══ Texto da página ══

Mas mais que essas figuras particulares que a objetiva de Baker parece celebrar, há outro elemento fulcral na cinematografia de um dos mais interessantes cineastas que os Estados Unidos ofereceram na última década: a geografia, os lugares em que tudo ocorre e a sua própria vida, que é transportada para as pessoas que os habitam, mas que também os condicionam.

Numa entrevista por alturas da estreia do fantástico Tangerine, Baker dava a entender que se afastava do conceito de gostar de falar pessoas de diversas culturas, mostrando antes que o seu exercício era outro. Primeiro ele apaixonou-se pelos espaços e depois tentava encontrar uma história que vivesse neles. The Florida Project – um referência ao projeto que Walt Disney tinha para a região da Flórida Central na década de 1960 – é o seu mais recente trabalho com esta génese, focando-se nos subúrbios de Orlando, bem às portas do mundo encantado da Disney World, onde acompanhamos um motel barato e a “fauna” que por lá pulula. Nessa “fauna”, destaque para as crianças, obrigadas a viverem no local devido às fracas condições financeiras dos seus agregados familiares disfuncionais.

Na verdade, o que Baker tenta fazer é uma verdadeira “justaposição de ter filhos a crescer em motéis” à porta do suposto lugar mais mágico e encantado do planeta: a Disney World.

Os miúdos, travessos – uma espécie de The Little Rascals modernos – longe desse mundo encantado, recriam-no em toda a sua existência, usando todo o espaço como um enorme recreio, uma casa de bonecas, onde qualquer objecto é usado como potencial brinquedo. Olhe-se para o uso que dão a uma ventoinha. Tudo para eles é um objecto à mão de semear para o seu mundo entre a imaginação, ingenuidade, descoberta e aventura. Para refletir o ambiente da zona, o trabalho na cenografia e na cinematografia foca as tonalidades vibrantes que por lá fazem história, com os roxos, lilás, laranjas, amarelos e azuis claros a serem usados e abusados para redefinir o espaço e as vidas intensas que por lá pairam, sem nunca esquecer a utilização de contrastes visuais que trespassam também a imagem de mais do que uma América a coabitar o mesmo espaço e de um mundo diferente entre adultos e crianças.

═══
══ Material recolhido ══

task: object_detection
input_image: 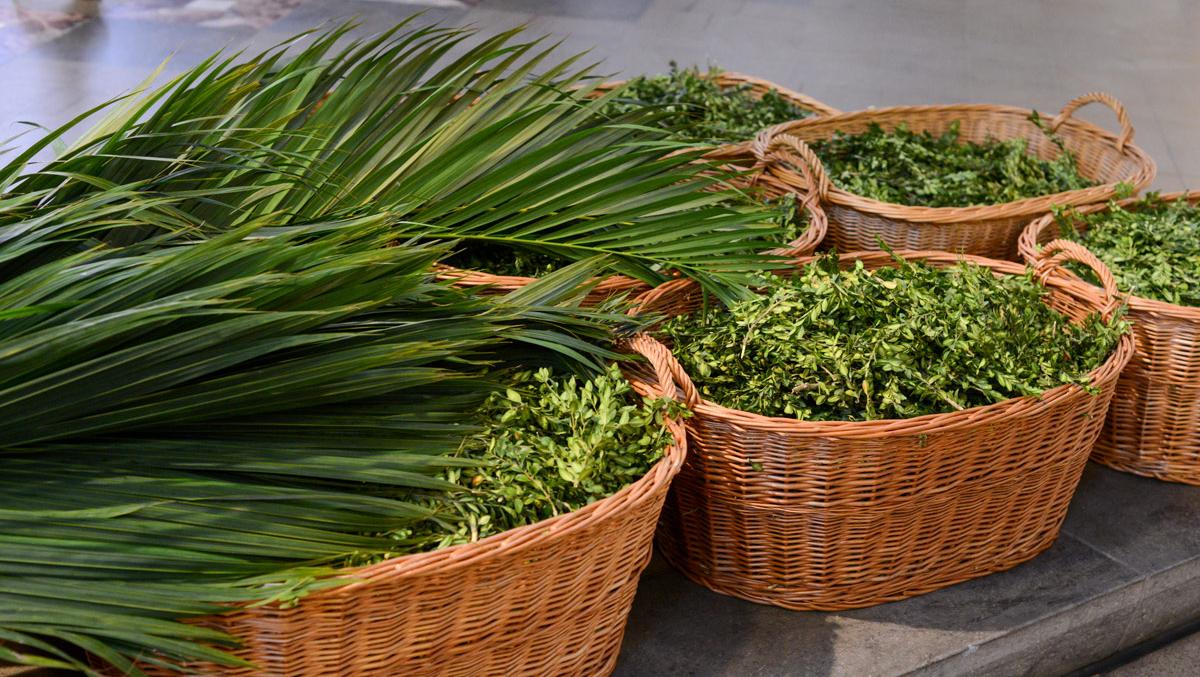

═══

Exercício A
No texto sobre o cinema de Baker, em que zona se centra The Florida Project?
Exercício B
Reproduza, do texto sobre o cinema de Baker, o trecho que começa em "Os miúdos, travessos" e segue até "adultos e crianças.", inclusive.
Exercício C
Retome o texto sobre o cinema de Baker a partir do ponto em que termina.
A listagem não é necessária para nada do que se pede.

Resultado final A
Nos subúrbios de Orlando, bem às portas da Disney World.

Resultado final B
Os miúdos, travessos – uma espécie de The Little Rascals modernos – longe desse mundo encantado, recriam-no em toda a sua existência, usando todo o espaço como um enorme recreio, uma casa de bonecas, onde qualquer objecto é usado como potencial brinquedo. Olhe-se para o uso que dão a uma ventoinha. Tudo para eles é um objecto à mão de semear para o seu mundo entre a imaginação, ingenuidade, descoberta e aventura. Para refletir o ambiente da zona, o trabalho na cenografia e na cinematografia foca as tonalidades vibrantes que por lá fazem história, com os roxos, lilás, laranjas, amarelos e azuis claros a serem usados e abusados para redefinir o espaço e as vidas intensas que por lá pairam, sem nunca esquecer a utilização de contrastes visuais que trespassam também a imagem de mais do que uma América a coabitar o mesmo espaço e de um mundo diferente entre adultos e crianças.

Resultado final C
O director de fotografia, Alexis Zabé, que descreve o filme como “um sorvete de mirtilo com um toque azedo“, usa essencialmente a luz natural, não só para mostrar esses elementos numa forma neo-realista, onde o radiante sol por vezes nos cega, e a chuva nos “molha” de uma forma orgânica. A escolha de 90% do filme ser filmado em 35mm analógico, transmite também essa sensação verité, com o digital a ser usado para as cenas noturnas, às quais os céus da Flórida dão ainda um tom de fábula. Quando adicionado o uso das cores berrantes da cenografia e guarda-roupa, a palete do cinematógrafo oferece então uma visão mais fantástica ligada ao imaginário delirante das crianças, que vivem num mundo muito seu.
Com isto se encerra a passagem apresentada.